— Fragmento —
- - - - -

La composición Para que un tema posea toda su identidad, las relaciones de forma deben estar rigurosamente establecidas. Se debe colocar la cámara en el espacio en relación al objeto, y ahí es donde empieza el gran dominio de la composición. La fotografía es para mí el reconocimiento en la realidad de un ritmo de superficies, líneas o valores; el ojo recorta el tema y la cámara no tiene más que hacer su trabajo, que consiste en imprimir en la película la decisión del ojo. Una foto se ve en su totalidad, de una vez como un cuadro; la composición es en ella una coalición simultánea, la coordinación orgánica de elementos visuales. No se compone gratuitamente, se precisa, de entrada, tener la necesidad de ello y no se puede separar el fondo de la forma. En fotografía, hay una plástica nueva, función de líneas instantáneas; trabajamos en el movimiento, una especie de presentimiento de la vida, y la fotografía tiene que atrapar en el movimiento el equilibrio expresivo. Nuestro ojo debe medir constantemente, evaluar. Modificamos las perspectivas mediante una ligera flexión de las rodillas, provocamos coincidencias de líneas mediante un sencillo desplazamiento de la cabeza de una fracción de milímetro, pero todo esto, que sólo se puede hacer con la rapidez de un reflejo, nos evita, afortunadamente, la pretensión de hacer «Arte». Se compone casi al mismo tiempo en

que se aprieta el disparador y, al colocar la cámara más o menos lejos del tema, dibujamos el detalle, lo subordinamos, o por el contrario, nos dejamos tiranizar por él. En ocasiones, insatisfechos, quedamos atrapados, esperando que ocurra alguna cosa; a veces se rompe todo y no habrá foto, pero si, por ejemplo, de repente alguien cruza ese espacio, seguimos su trayectoria a través del cuadro del visor, esperamos, esperamos… disparamos, y nos vamos con la sensación de haber obtenido algo. Después, podremos entretenernos trazando la media proporcional en la foto o alguna otra figura, y comprendemos que disparando en ese preciso instante, hemos fijado, instintivamente, los lugares geométricos precisos sin los que la foto sería amorfa y carente de vida. La composición tiene que ser una de nuestras preocupaciones constantes, pero en el momento de fotografiar no puede ser más que intuitiva, ya que nos enfrentamos a instantes fugitivos en que las relaciones son móviles. Para aplicar la relación de la «sección áurea», el compás del fotógrafo no puede estar más que en su ojo. Ni que decir tiene que todo análisis geométrico, toda reducción a un esquema, sólo puede producirse cuando ya está hecha la foto, cuando está revelada, cuando hemos sacado copia y no sirve más que de materia de reflexión. Espero que no llegue el día en que se vendan los esquemas grabados sobre cristales pulidos. La elección del formato de la cámara juega un papel determinante en la expresión del tema; el formato cuadrado tiende a ser estático por la similitud de sus lados; por algo será que, no hay lienzos cuadrados. Si recortamos, aunque sea un poco, una buena foto, destruimos fatalmente este juego de proporciones y, por otra parte, es muy raro que una composición cuya toma es floja pueda salvarse buscando la manera de recomponerla en el cuarto oscuro; al recortar el negativo en la ampliadora, se pierde la integridad de la visión. A menudo oímos hablar «de los ángulos de toma de vistas» cuando los únicos ángulos que existen son los ángulos de la geometría de la composición. Son los únicos ángulos válidos y no los que consigue el tipo que se tumba en el suelo para «obtener efectos» u otras extravagancias.

- - - - -

— Datos proporcionados —

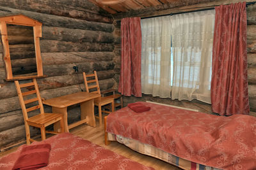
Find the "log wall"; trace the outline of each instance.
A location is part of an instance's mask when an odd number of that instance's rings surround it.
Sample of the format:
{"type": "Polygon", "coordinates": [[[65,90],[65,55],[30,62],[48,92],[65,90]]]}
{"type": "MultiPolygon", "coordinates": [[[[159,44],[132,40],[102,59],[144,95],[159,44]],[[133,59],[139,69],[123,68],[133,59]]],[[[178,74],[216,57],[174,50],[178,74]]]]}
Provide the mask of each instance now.
{"type": "MultiPolygon", "coordinates": [[[[47,77],[38,79],[42,97],[50,99],[84,90],[83,71],[97,71],[101,90],[116,86],[112,17],[88,1],[1,1],[0,16],[23,14],[43,24],[40,48],[44,74],[47,77]],[[78,73],[74,66],[78,67],[78,73]]],[[[29,69],[35,65],[33,39],[26,37],[26,32],[20,29],[21,34],[13,32],[8,38],[13,68],[29,69]]],[[[26,137],[14,82],[4,80],[2,53],[1,45],[0,148],[26,137]]],[[[45,106],[45,111],[51,112],[51,107],[45,106]]],[[[79,118],[79,106],[68,108],[68,122],[79,118]]],[[[30,116],[35,114],[32,112],[30,116]]],[[[37,133],[31,128],[32,136],[37,133]]]]}
{"type": "MultiPolygon", "coordinates": [[[[228,1],[226,1],[228,3],[228,1]]],[[[218,5],[218,4],[217,4],[218,5]]],[[[204,8],[203,4],[194,5],[193,8],[200,7],[204,8]]],[[[205,4],[207,6],[207,4],[205,4]]],[[[190,8],[189,6],[186,6],[186,8],[190,8]]],[[[192,8],[192,7],[191,7],[192,8]]],[[[175,8],[173,11],[179,12],[178,8],[175,8]]],[[[180,8],[180,11],[184,10],[182,8],[180,8]]],[[[170,9],[166,13],[172,12],[172,10],[170,9]]],[[[256,4],[251,4],[247,7],[247,51],[248,51],[248,94],[249,94],[249,101],[250,108],[252,115],[256,115],[256,4]]],[[[150,13],[150,12],[148,12],[150,13]]],[[[134,15],[136,13],[132,13],[134,15]]],[[[163,13],[161,11],[158,12],[158,15],[166,14],[163,13]]],[[[143,16],[143,13],[138,13],[132,17],[141,17],[143,16]]],[[[155,11],[152,15],[157,15],[157,13],[155,11]]],[[[120,42],[120,20],[122,17],[126,16],[125,15],[120,14],[116,15],[116,20],[113,22],[115,26],[114,31],[115,39],[118,39],[118,42],[120,42]]],[[[147,15],[147,17],[150,17],[150,15],[147,15]]],[[[115,17],[115,16],[114,16],[115,17]]],[[[119,77],[119,70],[120,70],[120,59],[121,58],[121,48],[120,43],[116,44],[115,46],[114,53],[115,53],[115,62],[116,71],[115,80],[118,81],[119,77]]],[[[195,108],[203,112],[211,113],[211,105],[207,104],[204,104],[200,102],[193,101],[187,102],[182,101],[179,102],[176,100],[172,101],[170,99],[161,99],[159,97],[150,97],[150,95],[143,95],[142,98],[137,98],[134,97],[125,97],[124,99],[124,105],[125,106],[129,103],[134,102],[136,101],[145,101],[149,100],[156,102],[161,102],[166,104],[174,104],[177,106],[181,106],[183,107],[195,108]],[[198,104],[199,103],[199,104],[198,104]],[[200,107],[204,108],[201,110],[196,105],[200,104],[200,107]]]]}

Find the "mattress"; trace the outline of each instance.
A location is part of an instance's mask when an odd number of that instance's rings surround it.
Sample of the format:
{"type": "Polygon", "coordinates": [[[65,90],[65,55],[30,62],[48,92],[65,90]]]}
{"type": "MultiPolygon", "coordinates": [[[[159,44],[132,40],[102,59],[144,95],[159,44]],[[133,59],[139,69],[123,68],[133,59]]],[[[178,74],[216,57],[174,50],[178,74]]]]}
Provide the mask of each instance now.
{"type": "Polygon", "coordinates": [[[256,118],[228,117],[153,103],[108,116],[106,131],[151,145],[177,157],[223,169],[256,169],[256,118]]]}
{"type": "MultiPolygon", "coordinates": [[[[70,133],[63,133],[31,145],[49,143],[47,166],[40,169],[154,169],[70,133]]],[[[0,158],[0,169],[12,169],[21,149],[0,158]]]]}
{"type": "Polygon", "coordinates": [[[138,141],[115,135],[108,134],[108,139],[112,141],[117,141],[124,144],[132,150],[141,153],[149,155],[163,160],[169,164],[176,166],[181,169],[186,170],[220,170],[220,169],[209,167],[202,164],[196,164],[189,160],[179,158],[150,145],[142,143],[138,141]]]}

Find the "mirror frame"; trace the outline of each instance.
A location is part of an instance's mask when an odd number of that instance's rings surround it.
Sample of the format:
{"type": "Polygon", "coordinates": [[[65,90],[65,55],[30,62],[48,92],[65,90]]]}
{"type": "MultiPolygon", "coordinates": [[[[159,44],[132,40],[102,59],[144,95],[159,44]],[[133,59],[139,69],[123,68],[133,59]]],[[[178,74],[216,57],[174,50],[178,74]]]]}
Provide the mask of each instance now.
{"type": "Polygon", "coordinates": [[[0,31],[3,46],[3,60],[5,62],[6,81],[13,81],[19,80],[26,80],[33,78],[45,77],[43,74],[43,66],[41,58],[40,48],[40,38],[42,37],[42,23],[37,20],[30,18],[23,15],[12,15],[0,17],[0,31]],[[6,24],[31,26],[33,27],[34,43],[36,55],[37,75],[17,76],[12,74],[11,57],[10,55],[9,42],[7,34],[6,24]]]}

- - - - -

— Ejercicio breve 1 —
Según el fragmento sobre la composición fotográfica, ¿por qué tiende a ser estático el formato cuadrado?
— Ejercicio breve 2 —
Retoma el fragmento sobre la composición fotográfica después de su última oración y continúalo.
Los datos son material aparte y no tienen relación con el fragmento.

— Resultado esperado 1 —
Por la similitud de sus lados.

— Resultado esperado 2 —
La técnica Los descubrimientos de la química y de la óptica amplían nuestro campo de acción; a nosotros nos corresponde decidir cómo aplicarlos con el fin de perfeccionar nuestra técnica. Existe, sin embargo, un verdadero fetichismo desarrollado en torno a la técnica fotográfica. Ésta debe crearse y adaptarse, únicamente, para realizar una visión; es importante en la medida en que debemos dominarla para que nos devuelva lo que vemos; lo que cuenta es el resultado, la prueba de certidumbre que deja la foto. Si esto no fuera así, no pararíamos de describir todas las fotos fallidas que sólo existen en el ojo del fotógrafo. Nuestro oficio, el oficio de reporteros, sólo cuenta con una treintena de años; se ha perfeccionado gracias a unos aparatos pequeños y fácilmente manipulabas, dotados con objetivos muy luminosos y gracias a películas de grano fino, muy rápidas, a las que se ha llegado por las necesidades del cine.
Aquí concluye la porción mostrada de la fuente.